■ **Task set**:
**a)** Reproduce, word for word, the passage of the FSIA service article from "Can Parties Waive" up to and including "including foreign sovereigns.".
**b)** In the FSIA service article, condense the paragraph beginning "Contractual waivers raise more difficult questions" into a short bulleted list that keeps its main facts.

Can Parties Waive the Service Provisions of the Foreign Sovereign Immunities Act?
March 19, 2026

The answer is yes, sometimes.
Failure to Raise the Defense
To begin with the easiest situation, a defendant that fails to raise the defense of improper service of process, as required under the Federal Rules of Civil Procedure (FRCP), will waive the defense as provided by FRCP 12(b)(5) and (h). The strict timing requirements apply to all defendants, including foreign sovereigns.
Contractual Provisions for Alternative Methods of Service
Contractual waivers raise more difficult questions. Some contracts between foreign sovereigns and private parties provide for a specific method of service, such as service upon an agent designated by the foreign sovereign. In a recent state court case from New York, for example, the defendant – a state-owned oil company – signed a promissory note in which it “irrevocably appointed Corporation Service Company (CSC) as their agent for service of process.” In the case, Sendibel Trading, S.A. v. Petróleos de Venezuela S.A., an intermediate appellate court reasoned that the language in the note constituted a “special arrangement for service between the plaintiff and the agency or instrumentality” as provided in 28 U.S.C. § 1608(b)(1) of the Foreign Sovereign Immunities Act (FSIA). The same language applies to serving foreign states themselves under 28 U.S.C. § 1608(a)(1).

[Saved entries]

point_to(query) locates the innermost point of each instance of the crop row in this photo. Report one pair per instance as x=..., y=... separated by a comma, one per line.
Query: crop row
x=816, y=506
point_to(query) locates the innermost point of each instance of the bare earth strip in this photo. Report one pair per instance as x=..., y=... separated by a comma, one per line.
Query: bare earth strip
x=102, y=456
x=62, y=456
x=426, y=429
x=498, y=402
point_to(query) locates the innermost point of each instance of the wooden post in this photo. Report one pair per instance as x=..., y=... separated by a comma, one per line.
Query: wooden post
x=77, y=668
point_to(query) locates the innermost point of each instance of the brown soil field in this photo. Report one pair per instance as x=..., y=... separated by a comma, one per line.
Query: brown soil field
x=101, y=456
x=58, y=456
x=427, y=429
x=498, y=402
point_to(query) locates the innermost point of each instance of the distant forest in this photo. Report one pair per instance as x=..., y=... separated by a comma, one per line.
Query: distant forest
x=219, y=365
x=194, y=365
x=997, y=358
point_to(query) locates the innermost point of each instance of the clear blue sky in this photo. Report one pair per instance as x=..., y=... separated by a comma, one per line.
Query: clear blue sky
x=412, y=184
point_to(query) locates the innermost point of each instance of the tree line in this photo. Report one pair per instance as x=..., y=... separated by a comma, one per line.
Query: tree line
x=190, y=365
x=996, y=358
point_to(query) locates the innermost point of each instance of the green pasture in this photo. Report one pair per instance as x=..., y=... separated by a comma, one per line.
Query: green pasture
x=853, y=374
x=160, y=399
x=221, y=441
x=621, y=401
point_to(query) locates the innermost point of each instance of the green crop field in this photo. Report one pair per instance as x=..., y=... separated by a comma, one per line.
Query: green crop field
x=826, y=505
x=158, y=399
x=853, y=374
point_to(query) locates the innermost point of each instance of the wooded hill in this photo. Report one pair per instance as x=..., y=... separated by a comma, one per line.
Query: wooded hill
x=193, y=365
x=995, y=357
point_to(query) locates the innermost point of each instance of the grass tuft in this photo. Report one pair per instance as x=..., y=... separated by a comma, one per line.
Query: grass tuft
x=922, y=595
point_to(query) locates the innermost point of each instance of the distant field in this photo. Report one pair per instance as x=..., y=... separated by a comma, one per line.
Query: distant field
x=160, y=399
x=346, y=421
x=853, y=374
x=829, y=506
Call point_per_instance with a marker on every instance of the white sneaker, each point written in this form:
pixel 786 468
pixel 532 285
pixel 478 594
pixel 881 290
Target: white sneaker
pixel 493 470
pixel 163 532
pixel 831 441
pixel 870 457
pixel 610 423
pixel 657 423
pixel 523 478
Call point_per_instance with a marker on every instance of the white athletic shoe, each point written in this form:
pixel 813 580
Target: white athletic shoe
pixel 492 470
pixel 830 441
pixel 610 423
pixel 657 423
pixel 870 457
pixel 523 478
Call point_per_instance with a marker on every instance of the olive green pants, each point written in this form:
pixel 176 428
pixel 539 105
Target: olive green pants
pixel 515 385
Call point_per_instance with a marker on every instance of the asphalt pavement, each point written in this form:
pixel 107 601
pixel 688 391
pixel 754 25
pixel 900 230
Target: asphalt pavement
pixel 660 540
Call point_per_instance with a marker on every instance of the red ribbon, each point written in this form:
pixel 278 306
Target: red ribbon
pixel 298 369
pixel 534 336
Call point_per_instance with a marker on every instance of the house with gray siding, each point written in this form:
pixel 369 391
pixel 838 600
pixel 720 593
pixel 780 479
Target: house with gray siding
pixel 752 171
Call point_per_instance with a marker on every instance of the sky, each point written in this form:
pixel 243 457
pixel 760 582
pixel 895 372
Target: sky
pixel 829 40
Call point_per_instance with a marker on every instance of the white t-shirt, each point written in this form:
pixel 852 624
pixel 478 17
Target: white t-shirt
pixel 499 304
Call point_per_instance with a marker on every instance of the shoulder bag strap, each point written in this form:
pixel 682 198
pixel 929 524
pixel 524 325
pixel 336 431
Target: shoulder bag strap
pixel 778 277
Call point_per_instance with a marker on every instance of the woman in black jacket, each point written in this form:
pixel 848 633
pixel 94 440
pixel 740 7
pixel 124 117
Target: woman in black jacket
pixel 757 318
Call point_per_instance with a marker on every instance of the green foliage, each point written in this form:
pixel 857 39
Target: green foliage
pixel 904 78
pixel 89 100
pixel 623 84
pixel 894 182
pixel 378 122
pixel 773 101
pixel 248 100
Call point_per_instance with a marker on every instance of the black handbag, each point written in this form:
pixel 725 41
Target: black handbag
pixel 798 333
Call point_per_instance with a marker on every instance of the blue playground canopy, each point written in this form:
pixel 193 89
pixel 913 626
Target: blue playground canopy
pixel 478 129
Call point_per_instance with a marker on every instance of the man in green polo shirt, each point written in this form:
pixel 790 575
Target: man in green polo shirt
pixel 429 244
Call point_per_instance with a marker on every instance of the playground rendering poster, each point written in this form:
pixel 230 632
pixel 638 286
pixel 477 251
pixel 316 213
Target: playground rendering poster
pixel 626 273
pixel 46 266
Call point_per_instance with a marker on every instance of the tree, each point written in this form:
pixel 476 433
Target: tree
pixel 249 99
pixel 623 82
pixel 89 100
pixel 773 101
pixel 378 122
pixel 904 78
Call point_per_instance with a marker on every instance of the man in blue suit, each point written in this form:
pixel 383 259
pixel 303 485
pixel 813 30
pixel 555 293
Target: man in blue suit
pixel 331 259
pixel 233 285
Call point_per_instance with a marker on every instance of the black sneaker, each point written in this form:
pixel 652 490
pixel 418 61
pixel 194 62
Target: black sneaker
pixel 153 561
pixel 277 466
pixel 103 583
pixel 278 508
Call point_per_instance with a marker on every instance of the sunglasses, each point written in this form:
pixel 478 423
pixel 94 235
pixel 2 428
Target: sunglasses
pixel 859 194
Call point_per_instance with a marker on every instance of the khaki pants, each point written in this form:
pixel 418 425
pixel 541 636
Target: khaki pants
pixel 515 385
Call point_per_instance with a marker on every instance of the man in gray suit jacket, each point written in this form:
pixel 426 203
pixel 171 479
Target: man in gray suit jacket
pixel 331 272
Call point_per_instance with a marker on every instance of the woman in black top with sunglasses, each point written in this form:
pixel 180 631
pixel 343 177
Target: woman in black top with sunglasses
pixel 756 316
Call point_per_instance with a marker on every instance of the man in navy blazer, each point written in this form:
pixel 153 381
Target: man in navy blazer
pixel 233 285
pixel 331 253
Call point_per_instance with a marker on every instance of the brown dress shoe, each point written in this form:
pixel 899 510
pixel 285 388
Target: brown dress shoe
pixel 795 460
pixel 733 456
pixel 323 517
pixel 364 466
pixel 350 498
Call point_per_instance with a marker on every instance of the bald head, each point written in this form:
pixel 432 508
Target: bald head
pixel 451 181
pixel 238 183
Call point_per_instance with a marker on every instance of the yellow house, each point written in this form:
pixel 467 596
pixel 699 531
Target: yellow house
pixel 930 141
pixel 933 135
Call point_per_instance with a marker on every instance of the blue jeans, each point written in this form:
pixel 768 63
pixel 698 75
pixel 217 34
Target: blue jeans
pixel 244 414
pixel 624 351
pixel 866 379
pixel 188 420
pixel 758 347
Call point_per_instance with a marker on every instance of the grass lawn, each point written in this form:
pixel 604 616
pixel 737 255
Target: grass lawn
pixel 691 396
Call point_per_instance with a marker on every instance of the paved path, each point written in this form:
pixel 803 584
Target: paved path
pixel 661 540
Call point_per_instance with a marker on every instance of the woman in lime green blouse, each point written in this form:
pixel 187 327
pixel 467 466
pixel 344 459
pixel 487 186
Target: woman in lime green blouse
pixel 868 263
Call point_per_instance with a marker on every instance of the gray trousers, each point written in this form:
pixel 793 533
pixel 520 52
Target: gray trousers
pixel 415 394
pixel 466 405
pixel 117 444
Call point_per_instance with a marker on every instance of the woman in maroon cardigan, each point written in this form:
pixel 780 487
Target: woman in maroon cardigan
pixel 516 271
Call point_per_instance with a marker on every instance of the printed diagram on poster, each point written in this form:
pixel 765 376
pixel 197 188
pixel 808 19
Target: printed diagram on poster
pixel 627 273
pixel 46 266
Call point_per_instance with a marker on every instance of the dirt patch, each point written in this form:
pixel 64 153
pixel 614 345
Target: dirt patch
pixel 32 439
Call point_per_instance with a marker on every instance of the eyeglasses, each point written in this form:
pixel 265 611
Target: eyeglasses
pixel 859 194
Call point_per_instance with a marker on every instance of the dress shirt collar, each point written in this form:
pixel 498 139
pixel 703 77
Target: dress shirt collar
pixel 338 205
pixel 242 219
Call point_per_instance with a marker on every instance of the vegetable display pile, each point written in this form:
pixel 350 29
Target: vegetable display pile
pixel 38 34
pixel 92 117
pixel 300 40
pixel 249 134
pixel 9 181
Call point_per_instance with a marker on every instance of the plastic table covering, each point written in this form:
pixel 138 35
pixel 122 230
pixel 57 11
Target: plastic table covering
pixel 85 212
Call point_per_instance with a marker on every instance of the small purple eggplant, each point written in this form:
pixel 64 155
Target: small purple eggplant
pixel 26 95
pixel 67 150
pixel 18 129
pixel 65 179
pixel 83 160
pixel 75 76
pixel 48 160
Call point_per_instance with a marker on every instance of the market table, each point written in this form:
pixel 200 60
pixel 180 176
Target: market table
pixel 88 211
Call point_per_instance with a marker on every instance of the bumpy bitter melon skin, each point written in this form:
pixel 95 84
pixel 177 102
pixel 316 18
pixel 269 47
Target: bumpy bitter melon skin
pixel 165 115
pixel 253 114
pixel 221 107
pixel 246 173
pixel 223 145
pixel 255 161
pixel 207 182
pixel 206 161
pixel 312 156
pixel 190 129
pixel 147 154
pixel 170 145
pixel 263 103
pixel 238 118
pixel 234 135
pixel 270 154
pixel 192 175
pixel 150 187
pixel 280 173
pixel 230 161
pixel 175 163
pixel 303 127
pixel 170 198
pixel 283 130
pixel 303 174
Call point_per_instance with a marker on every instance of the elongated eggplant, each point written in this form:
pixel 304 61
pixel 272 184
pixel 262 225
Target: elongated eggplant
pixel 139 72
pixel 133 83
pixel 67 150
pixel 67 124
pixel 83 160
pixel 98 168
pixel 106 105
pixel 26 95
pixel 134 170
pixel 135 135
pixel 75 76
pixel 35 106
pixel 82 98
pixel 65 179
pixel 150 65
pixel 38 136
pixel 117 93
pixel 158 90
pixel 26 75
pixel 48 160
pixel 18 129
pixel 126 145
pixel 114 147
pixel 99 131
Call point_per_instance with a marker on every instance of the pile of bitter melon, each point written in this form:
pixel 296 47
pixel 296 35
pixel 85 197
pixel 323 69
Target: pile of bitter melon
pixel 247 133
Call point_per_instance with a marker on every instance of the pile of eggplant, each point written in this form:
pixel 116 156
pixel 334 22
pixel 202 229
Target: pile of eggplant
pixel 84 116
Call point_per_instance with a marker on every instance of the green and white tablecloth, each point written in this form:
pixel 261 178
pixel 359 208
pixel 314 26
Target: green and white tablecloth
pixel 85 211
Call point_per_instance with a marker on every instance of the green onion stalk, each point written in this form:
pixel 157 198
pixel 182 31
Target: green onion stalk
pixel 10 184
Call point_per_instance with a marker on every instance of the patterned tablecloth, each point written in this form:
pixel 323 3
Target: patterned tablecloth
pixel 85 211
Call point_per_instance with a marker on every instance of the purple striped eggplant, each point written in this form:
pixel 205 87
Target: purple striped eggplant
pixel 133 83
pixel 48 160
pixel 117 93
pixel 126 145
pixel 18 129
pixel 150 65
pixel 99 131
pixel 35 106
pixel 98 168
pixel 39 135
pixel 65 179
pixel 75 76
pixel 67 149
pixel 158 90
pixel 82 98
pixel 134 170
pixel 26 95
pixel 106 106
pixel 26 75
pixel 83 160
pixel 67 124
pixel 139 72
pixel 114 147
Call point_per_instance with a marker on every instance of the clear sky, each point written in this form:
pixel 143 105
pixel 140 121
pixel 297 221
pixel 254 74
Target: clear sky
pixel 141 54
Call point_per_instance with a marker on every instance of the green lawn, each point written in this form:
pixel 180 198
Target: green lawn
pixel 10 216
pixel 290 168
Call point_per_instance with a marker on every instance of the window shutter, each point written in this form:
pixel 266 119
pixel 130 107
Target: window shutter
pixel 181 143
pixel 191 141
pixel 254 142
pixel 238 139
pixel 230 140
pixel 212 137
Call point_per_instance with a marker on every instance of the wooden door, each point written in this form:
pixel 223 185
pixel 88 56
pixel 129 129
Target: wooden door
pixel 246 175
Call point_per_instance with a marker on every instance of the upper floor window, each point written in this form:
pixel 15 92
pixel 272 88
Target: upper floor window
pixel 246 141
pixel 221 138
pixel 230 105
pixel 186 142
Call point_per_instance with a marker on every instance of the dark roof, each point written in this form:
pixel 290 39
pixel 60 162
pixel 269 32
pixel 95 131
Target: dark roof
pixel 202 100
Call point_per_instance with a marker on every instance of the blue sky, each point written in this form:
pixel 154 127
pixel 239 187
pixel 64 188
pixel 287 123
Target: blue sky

■ **Answer list**:
**a)**
Can Parties Waive the Service Provisions of the Foreign Sovereign Immunities Act?
March 19, 2026

The answer is yes, sometimes.
Failure to Raise the Defense
To begin with the easiest situation, a defendant that fails to raise the defense of improper service of process, as required under the Federal Rules of Civil Procedure (FRCP), will waive the defense as provided by FRCP 12(b)(5) and (h). The strict timing requirements apply to all defendants, including foreign sovereigns.

**b)**
- Contractual waivers are harder questions than failing to raise the defense.
- Some contracts between foreign sovereigns and private parties set a specific method of service, such as service on an agent the sovereign designates.
- In Sendibel Trading, S.A. v. Petróleos de Venezuela S.A., a recent New York state case, the state-owned oil company defendant had signed a promissory note irrevocably appointing Corporation Service Company (CSC) as its agent for service of process.
- An intermediate appellate court treated that language as a "special arrangement for service" under 28 U.S.C. § 1608(b)(1) of the FSIA.
- The same language covers service on foreign states themselves under 28 U.S.C. § 1608(a)(1).